Text excerpt:
......
There are two main factors that affect the reverberation time of a room. They are room size, and the  
materials used to construct the walls and objects in the room. Most sound is absorbed when it strikes walls  
or other surfaces. If materials are used that absorb sound well (such as carpet, curtains, or acoustic tile),  
the reverberation will die out more quickly than if the room contains mostly reflective materials (hard wood,  
glass, or plaster). If a room is small, the sound waves will bounce off the walls more frequently, and will be  
absorbed more quickly.  
The following formula is useful in determining the necessary tail length for an environment. It relates the  
tail length to the room size and the number of cancelled reflections.  
T = (N + 1) * d / c  
T is the tail length of the echo canceller  
N is the number of reflections cancelled  
d is the longest distance between walls  
c is the speed of sound (343 meters per second or 1125 feet per second at room temperature).  
7
 
The equation assumes that both the microphone and the speaker are mounted on the same wall (which is  
the worst case in terms of the number of reflections that will be cancelled). In that case, N must be an odd  
integer because the even reflections travel away from the microphone.  
For example, consider a 10x20x30 foot conference room with very reflective surfaces that requires 5 echoes  
to be cancelled. In such a room, a tail length of 6 * 30 / 1125 = 160 ms would be needed. Figure 2 shows  
how these reflections would travel back and forth across the room.  
Mic  
Speaker  
30 '  
Figure 2: Longest Reflection Path from Speaker to Microphone for 5 Reflections  
Howling Rejection  
Howling rejection is important in cases where both parties are using hands-free communications systems.  
In these types of systems, it is very easy for the open microphones and loudspeakers to produce acoustic  
feedback, resulting in squealing tones (much like the feedback from a microphone in an auditorium). This  
obviously prevents any useful conversation from taking place. The most common way to avoid this problem  
is to implement howling rejection, typically done by shifting the frequency of the signal as it goes through  
the canceller. G.167 specifies a maximum frequency shift for howling rejection, but does not actually  
require that howling rejection be a part of an echo canceller. Generally, any AEC solution that does not  
have howling rejection should be avoided.  
8
 
Step 3: Judge audio quality and state machine performance by comparative listening.  
Ideally, the AEC will let speech signals pass through it unharmed. This is actually the most difficult task in  
both designing and measuring the performance of an acoustic echo canceller. The real difficulty is in  
determining how the AEC sounds during double-talk, and whether it actually harms the sound quality by  
inaccurately determining whether it is in a double-talk state. The state machine determines the mode of  
the AEC and decides if it should be in double-talk, transmit, receive, or idle mode. The quality of the state  
machine has the most drastic effect on the audio quality of the system, and is what will make the most  
difference in the perceived quality between one echo canceller and another. Because the effects of the  
state machine are most noticeable with dynamic signals (such as those present during a real conversation),  
it is very difficult to quantitatively measure its performance. Consequently, the best way to evaluate the  
audio quality of an AEC is by listening to it during a real conversation.  
State machine  
State machines make the difference between a good echo canceller and a bad echo canceller.  
Unfortunately, most tests on echo cancellers are static: that is, the echo canceller remains in one state  
while the test is done. For instance, the tests for initial convergence time and total echo cancellation are  
done while the echo canceller is in receive mode. A great convergence rate does not guarantee that the  
system will be able to determine when to converge during a dynamic conversation. If the state machine is  
not robust, the other characteristics of the system will not mean much.
......
Material provided:
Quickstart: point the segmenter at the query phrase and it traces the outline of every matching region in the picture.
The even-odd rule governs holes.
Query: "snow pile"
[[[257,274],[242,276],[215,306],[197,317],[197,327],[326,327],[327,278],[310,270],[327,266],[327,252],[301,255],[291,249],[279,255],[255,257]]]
......
Exercise requirements: Please write the next part of the excerpt on acoustic echo cancellers, starting after its last sentence.

Answer to the problem:
The state machine in an acoustic echo canceller chooses between one of the following four states:  
receive (where only “far in” speech is present)  
transmit (where only “near in” speech is present)  
double-talk (where both far-in and near-in speech are present)  
idle (where no speech is present)  
The state machine must accurately choose between these modes for the AEC to operate properly. If it does  
not choose properly, speech may be distorted by the AEC or the canceller may go out of convergence. Since  
modes change frequently during conversations (especially when there are more than two people  
participating), state machine performance is extremely important.  
The basic factors of the state machine’s performance are  
1. The accuracy of determining the correct state  
2. Impact on the signal if the wrong state is selected  
3. How gracefully it switches between states.  
9
 
The two most critical states of the echo canceller are receive and double-talk. The receive state is the only  
opportunity for the echo canceller to converge correctly. It is also the time when the echoes are most  
noticeable because they are not masked by speech from the other side. During the receive state, the echo  
canceller must converge rapidly and apply nonlinear processing to further reduce the echo. If the state  
machine does not detect a receive state correctly, echoes remain audible.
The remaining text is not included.